== EXERCISE REQUIREMENTS ==
Copy every line of the entries that includes the word "colon".
Segment Start: TASK MATERIAL
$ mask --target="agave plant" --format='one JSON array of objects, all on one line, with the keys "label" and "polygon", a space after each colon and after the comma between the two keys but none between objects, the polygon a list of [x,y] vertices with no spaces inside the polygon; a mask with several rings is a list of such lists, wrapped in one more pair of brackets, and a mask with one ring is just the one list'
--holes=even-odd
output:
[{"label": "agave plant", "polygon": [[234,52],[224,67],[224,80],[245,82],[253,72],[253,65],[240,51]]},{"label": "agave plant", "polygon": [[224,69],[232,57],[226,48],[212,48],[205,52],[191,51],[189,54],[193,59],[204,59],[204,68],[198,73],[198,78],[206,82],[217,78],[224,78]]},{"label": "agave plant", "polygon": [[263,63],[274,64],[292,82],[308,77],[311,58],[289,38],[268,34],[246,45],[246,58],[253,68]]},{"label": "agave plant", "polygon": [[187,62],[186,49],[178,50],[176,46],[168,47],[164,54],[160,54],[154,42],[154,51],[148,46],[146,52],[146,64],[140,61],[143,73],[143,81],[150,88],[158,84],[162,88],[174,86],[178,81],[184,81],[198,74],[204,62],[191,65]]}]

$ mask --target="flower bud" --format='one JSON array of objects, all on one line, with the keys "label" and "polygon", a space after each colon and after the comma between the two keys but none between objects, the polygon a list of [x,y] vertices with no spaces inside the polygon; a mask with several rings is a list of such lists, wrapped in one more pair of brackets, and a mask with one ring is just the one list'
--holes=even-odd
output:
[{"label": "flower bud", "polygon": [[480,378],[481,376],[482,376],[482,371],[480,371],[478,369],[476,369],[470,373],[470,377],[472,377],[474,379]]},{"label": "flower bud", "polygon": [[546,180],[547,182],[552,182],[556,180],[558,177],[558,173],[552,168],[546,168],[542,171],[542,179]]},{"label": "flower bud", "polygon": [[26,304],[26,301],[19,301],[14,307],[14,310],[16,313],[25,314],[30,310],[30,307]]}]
Segment End: TASK MATERIAL
== EXERCISE RESULT ==
$ mask --target="agave plant" --format='one JSON array of objects, all on one line, with the keys "label" and "polygon", a space after each colon and after the comma between the two keys but none between objects, the polygon a list of [x,y] vertices with no spaces inside the polygon; a mask with several rings is a list of such lists, wrapped in one more pair of brackets, and a mask with one ring is just the one list'
$ mask --target="flower bud" --format='one JSON array of objects, all on one line, with the keys "label" and "polygon", a space after each colon and after the comma between the two keys but none between objects, the polygon a list of [x,y] vertices with no spaces inside the polygon; a mask with several rings is a list of such lists, wrapped in one more pair of brackets, and a mask with one ring is just the one list'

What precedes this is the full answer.